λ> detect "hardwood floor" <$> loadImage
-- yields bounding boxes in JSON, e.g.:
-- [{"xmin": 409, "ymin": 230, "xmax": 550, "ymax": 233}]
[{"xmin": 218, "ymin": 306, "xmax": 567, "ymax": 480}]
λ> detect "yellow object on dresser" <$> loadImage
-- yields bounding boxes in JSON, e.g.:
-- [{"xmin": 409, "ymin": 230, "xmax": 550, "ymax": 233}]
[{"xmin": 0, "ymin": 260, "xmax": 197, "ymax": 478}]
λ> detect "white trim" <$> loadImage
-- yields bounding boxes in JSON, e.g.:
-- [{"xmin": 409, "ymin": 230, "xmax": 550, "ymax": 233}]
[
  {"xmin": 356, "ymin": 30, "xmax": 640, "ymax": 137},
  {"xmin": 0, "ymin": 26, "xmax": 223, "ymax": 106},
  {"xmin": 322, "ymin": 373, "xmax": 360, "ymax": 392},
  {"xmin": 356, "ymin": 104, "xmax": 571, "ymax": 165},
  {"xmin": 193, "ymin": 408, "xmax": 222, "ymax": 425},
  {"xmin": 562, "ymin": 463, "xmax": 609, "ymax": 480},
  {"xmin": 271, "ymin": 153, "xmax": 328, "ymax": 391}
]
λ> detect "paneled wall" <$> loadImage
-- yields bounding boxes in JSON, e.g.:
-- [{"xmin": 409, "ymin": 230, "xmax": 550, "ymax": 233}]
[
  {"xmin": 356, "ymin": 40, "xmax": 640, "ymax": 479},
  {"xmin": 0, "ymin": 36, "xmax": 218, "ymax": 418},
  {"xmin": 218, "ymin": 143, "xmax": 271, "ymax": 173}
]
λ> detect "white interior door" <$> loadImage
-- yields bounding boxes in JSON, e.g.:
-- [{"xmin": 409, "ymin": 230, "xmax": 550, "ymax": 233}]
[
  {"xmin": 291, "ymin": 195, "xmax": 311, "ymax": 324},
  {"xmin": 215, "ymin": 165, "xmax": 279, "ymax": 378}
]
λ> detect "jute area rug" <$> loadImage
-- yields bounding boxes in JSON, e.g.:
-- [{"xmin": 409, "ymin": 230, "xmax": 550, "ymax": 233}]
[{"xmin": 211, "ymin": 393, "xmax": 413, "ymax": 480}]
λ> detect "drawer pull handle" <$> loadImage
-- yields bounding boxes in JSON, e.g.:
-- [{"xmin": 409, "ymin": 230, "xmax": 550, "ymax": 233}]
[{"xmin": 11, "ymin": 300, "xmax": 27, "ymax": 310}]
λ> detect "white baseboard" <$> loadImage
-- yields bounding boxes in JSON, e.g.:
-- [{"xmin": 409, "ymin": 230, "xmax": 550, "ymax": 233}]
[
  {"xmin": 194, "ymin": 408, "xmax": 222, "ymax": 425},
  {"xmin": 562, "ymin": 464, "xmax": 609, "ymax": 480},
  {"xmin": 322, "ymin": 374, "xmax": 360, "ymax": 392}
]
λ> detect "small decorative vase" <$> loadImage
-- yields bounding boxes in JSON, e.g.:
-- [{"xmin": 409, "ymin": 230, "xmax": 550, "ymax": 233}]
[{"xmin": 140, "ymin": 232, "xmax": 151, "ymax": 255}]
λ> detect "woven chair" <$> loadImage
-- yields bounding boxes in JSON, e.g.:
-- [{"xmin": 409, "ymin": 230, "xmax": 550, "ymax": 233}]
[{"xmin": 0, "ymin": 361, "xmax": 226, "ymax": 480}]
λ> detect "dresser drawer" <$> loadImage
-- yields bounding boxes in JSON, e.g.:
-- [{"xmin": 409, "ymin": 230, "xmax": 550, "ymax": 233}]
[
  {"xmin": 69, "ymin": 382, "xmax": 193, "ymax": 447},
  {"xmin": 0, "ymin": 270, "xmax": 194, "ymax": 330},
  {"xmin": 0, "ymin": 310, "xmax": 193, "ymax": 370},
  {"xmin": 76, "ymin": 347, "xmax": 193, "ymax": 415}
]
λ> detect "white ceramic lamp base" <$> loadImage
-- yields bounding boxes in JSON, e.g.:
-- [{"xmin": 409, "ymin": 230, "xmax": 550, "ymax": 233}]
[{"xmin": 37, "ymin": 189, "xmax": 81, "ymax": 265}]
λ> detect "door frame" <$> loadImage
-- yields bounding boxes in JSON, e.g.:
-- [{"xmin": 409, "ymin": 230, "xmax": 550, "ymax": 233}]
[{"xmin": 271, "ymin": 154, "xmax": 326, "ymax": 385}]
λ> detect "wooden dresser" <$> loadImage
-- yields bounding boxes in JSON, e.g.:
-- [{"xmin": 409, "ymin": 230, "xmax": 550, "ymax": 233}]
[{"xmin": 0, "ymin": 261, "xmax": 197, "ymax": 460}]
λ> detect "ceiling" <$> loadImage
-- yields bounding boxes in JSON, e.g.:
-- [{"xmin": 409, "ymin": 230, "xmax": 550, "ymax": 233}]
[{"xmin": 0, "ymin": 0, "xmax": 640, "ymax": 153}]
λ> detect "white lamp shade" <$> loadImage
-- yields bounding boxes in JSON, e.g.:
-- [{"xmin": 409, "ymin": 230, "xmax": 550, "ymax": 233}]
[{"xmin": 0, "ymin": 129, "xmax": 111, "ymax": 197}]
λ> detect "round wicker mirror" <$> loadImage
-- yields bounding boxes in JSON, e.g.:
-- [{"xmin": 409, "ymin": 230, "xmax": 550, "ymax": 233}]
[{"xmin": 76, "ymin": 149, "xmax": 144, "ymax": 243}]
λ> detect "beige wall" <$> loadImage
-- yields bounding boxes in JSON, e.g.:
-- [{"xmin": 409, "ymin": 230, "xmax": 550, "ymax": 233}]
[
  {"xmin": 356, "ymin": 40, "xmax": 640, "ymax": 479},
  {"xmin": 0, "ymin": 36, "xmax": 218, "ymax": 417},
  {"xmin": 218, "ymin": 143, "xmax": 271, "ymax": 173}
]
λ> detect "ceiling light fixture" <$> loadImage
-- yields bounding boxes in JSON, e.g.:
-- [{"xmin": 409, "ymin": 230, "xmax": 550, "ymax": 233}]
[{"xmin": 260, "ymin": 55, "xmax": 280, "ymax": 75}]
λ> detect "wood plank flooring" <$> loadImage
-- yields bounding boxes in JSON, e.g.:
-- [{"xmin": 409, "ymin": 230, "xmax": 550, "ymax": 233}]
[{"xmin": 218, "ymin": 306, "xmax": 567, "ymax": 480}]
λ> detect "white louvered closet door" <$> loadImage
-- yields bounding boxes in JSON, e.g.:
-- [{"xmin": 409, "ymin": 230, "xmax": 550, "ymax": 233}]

* Problem statement
Count the lines in the entries above that contain the word "ceiling". Reply with the number alone.

* Written answer
2